• _Task brief_:
Would you return the complete listing below word for word?

• _Data to process_:
########################################
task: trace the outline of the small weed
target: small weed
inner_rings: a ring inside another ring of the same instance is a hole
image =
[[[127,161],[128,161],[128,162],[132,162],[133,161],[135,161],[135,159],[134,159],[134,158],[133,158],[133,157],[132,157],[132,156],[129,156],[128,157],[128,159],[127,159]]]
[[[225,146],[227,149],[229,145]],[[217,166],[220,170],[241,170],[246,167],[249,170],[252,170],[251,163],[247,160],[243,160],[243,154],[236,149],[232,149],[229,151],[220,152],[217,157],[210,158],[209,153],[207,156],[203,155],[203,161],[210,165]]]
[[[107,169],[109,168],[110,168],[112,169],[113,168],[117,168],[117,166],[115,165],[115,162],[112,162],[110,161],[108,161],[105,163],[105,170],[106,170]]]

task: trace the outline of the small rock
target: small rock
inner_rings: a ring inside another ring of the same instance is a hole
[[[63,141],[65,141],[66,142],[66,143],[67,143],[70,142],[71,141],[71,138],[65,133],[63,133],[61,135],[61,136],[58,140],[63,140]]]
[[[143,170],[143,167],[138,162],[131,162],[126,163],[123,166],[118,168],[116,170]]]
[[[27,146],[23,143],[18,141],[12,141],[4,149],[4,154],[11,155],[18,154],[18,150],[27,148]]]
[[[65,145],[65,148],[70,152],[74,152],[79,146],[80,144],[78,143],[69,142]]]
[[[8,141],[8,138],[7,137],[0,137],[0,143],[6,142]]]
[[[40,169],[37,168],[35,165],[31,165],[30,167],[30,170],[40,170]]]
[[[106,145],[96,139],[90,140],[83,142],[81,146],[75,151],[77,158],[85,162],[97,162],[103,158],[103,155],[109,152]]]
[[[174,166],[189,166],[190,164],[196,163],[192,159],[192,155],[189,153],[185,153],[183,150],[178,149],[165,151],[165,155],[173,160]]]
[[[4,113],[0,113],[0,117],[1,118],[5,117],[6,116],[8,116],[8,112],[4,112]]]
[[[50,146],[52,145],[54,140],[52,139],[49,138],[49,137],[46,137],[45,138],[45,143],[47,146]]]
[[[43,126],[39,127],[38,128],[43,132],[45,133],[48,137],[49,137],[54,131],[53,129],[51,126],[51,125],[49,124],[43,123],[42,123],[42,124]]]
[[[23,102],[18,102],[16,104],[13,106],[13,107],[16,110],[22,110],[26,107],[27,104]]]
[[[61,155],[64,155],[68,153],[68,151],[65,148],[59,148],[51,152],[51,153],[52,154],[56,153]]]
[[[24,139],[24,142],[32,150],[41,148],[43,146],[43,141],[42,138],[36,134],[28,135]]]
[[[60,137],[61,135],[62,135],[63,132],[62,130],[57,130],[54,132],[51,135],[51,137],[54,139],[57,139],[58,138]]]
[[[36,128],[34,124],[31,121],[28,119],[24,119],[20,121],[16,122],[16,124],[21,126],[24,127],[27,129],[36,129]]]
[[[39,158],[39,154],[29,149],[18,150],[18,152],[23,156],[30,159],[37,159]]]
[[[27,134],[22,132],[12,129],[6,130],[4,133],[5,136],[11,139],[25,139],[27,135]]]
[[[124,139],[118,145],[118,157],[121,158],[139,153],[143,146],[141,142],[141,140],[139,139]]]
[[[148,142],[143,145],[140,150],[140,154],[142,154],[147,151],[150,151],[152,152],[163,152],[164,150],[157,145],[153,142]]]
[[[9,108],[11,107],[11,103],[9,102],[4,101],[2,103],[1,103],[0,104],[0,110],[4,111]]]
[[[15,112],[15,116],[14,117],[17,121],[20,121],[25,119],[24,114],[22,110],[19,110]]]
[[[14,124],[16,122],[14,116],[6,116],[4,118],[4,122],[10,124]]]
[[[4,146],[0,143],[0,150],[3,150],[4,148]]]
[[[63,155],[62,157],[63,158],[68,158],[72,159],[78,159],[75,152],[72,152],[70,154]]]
########################################
• _Correct result_:
task: trace the outline of the small weed
target: small weed
inner_rings: a ring inside another ring of the same instance is a hole
image =
[[[127,161],[128,161],[128,162],[132,162],[133,161],[135,161],[135,159],[134,159],[134,158],[133,158],[133,157],[132,157],[132,156],[129,156],[128,157],[128,159],[127,159]]]
[[[225,146],[227,149],[229,145]],[[217,166],[220,170],[241,170],[246,167],[249,170],[252,170],[251,163],[247,160],[243,160],[243,154],[236,149],[232,149],[229,151],[220,152],[217,157],[210,158],[209,153],[207,156],[203,155],[203,161],[210,165]]]
[[[107,169],[109,168],[110,168],[112,169],[113,168],[117,168],[117,166],[115,165],[115,162],[112,162],[110,161],[108,161],[105,163],[105,170],[106,170]]]

task: trace the outline of the small rock
target: small rock
inner_rings: a ring inside another ring of the same instance is a hole
[[[63,141],[65,141],[66,142],[66,143],[67,143],[70,142],[71,141],[71,138],[65,133],[63,133],[61,135],[61,136],[58,140],[63,140]]]
[[[143,170],[143,167],[138,162],[131,162],[126,163],[123,166],[118,168],[116,170]]]
[[[27,146],[23,143],[18,141],[12,141],[4,149],[4,154],[11,155],[18,154],[18,150],[27,148]]]
[[[65,145],[65,148],[70,152],[74,152],[79,146],[80,144],[78,143],[69,142]]]
[[[8,141],[8,138],[7,137],[0,137],[0,143],[6,142]]]
[[[40,169],[37,168],[35,165],[31,165],[30,167],[30,170],[40,170]]]
[[[106,145],[96,139],[90,140],[83,142],[81,146],[75,151],[77,158],[85,162],[97,162],[103,158],[103,155],[109,152]]]
[[[174,166],[189,166],[190,164],[196,163],[192,159],[192,155],[189,153],[185,153],[183,150],[178,149],[165,151],[165,155],[173,160]]]
[[[4,113],[0,113],[0,117],[1,118],[5,117],[6,116],[8,116],[8,112],[4,112]]]
[[[50,146],[52,145],[54,140],[52,139],[49,138],[49,137],[46,137],[45,138],[45,143],[47,146]]]
[[[43,126],[39,127],[38,128],[43,132],[45,133],[48,137],[49,137],[54,131],[53,129],[51,126],[51,125],[49,124],[43,123],[42,123],[42,124]]]
[[[23,102],[18,102],[16,104],[13,106],[13,107],[16,110],[22,110],[26,107],[27,104]]]
[[[61,155],[64,155],[68,153],[68,151],[65,148],[59,148],[51,152],[51,153],[52,154],[56,153]]]
[[[24,139],[24,142],[32,150],[41,148],[43,146],[43,141],[42,138],[36,134],[28,135]]]
[[[60,137],[61,135],[62,135],[63,132],[62,130],[57,130],[54,132],[51,135],[51,137],[54,139],[57,139],[58,138]]]
[[[36,128],[34,124],[31,121],[28,119],[24,119],[20,121],[16,122],[16,124],[21,126],[24,127],[27,129],[36,129]]]
[[[39,158],[39,154],[29,149],[18,150],[18,152],[23,156],[30,159],[37,159]]]
[[[27,134],[22,132],[12,129],[6,130],[4,133],[5,136],[11,139],[25,139],[27,135]]]
[[[124,139],[118,145],[118,157],[121,158],[139,153],[143,146],[141,142],[141,140],[139,139]]]
[[[148,142],[143,145],[140,150],[140,154],[142,154],[147,151],[150,151],[152,152],[163,152],[164,150],[157,145],[153,142]]]
[[[9,108],[11,107],[11,103],[9,102],[4,101],[2,103],[1,103],[0,104],[0,110],[4,111]]]
[[[15,112],[15,116],[14,117],[17,121],[20,121],[25,119],[24,114],[22,110],[19,110]]]
[[[14,124],[16,122],[14,116],[6,116],[4,118],[4,122],[10,124]]]
[[[4,146],[0,143],[0,150],[3,150],[4,148]]]
[[[63,155],[62,157],[63,158],[68,158],[72,159],[78,159],[75,152],[72,152],[70,154]]]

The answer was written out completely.